- _WORK TO COMPLETE_
Write out the entries exactly. None of the pictures should appear in the copy.

━━━ MATERIAL SHOWN ━━━

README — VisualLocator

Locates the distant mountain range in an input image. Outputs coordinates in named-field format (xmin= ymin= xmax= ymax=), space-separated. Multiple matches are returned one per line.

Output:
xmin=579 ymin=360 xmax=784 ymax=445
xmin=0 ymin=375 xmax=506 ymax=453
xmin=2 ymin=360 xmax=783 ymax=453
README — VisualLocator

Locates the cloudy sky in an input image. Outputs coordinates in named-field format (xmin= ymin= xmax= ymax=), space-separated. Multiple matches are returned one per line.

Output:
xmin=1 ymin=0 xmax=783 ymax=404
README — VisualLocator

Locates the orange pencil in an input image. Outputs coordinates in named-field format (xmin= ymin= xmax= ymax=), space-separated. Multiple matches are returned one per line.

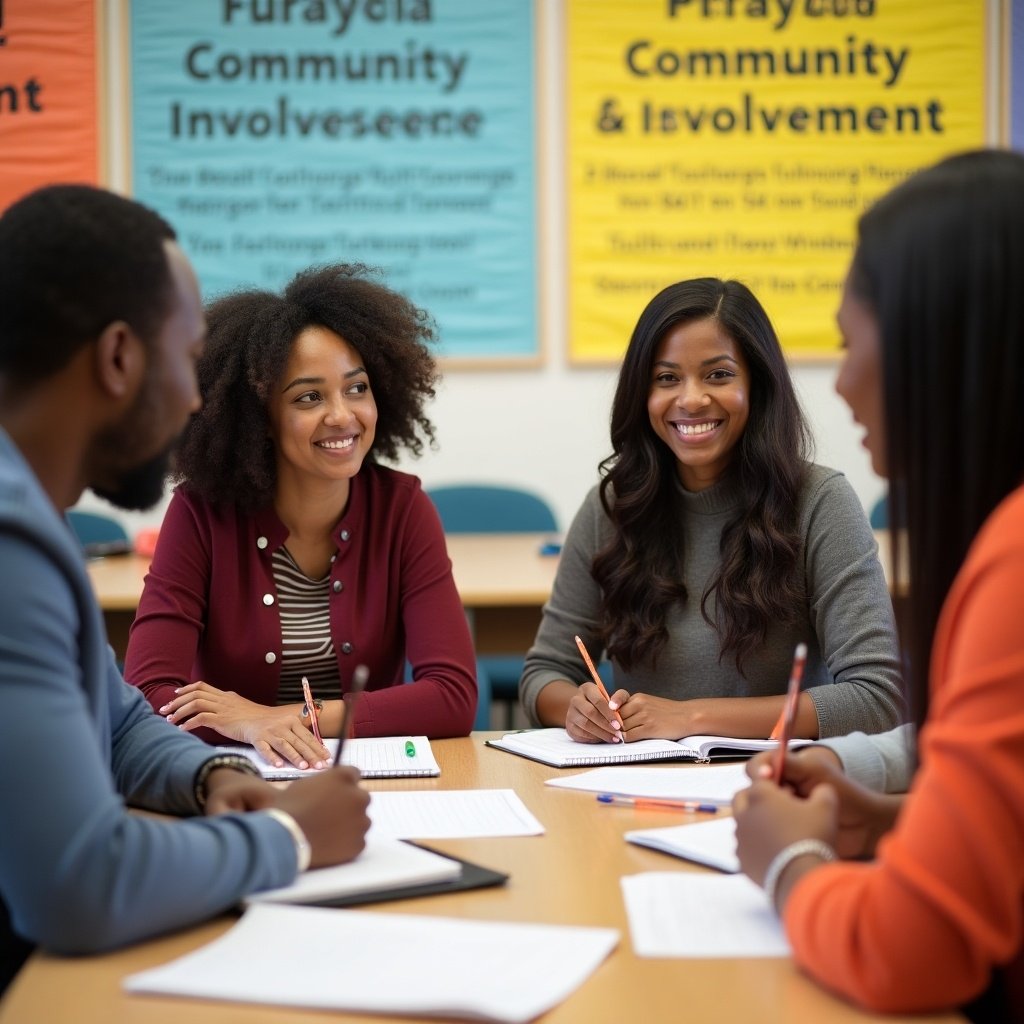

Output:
xmin=574 ymin=634 xmax=625 ymax=741
xmin=300 ymin=676 xmax=323 ymax=746
xmin=770 ymin=642 xmax=807 ymax=785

━━━

- _OUTPUT OF THE EXERCISE_
README — VisualLocator

Locates the distant mountain range in an input image. Outputs coordinates in named-field format (xmin= ymin= xmax= ymax=), space-separated. Multiple matches are returned one per line.

Output:
xmin=579 ymin=360 xmax=784 ymax=445
xmin=0 ymin=375 xmax=506 ymax=453
xmin=2 ymin=360 xmax=783 ymax=453
README — VisualLocator

Locates the cloudy sky in an input image. Outputs coordinates in named-field format (xmin= ymin= xmax= ymax=), space-separated. Multiple matches are returned one per line.

Output:
xmin=1 ymin=0 xmax=783 ymax=404
README — VisualLocator

Locates the orange pencil in an input image. Outputs coordinates in named-field format (xmin= ymin= xmax= ymax=), space-separated. Multiple matches are returned one per line.


Output:
xmin=574 ymin=634 xmax=625 ymax=741
xmin=300 ymin=676 xmax=323 ymax=746
xmin=770 ymin=642 xmax=807 ymax=785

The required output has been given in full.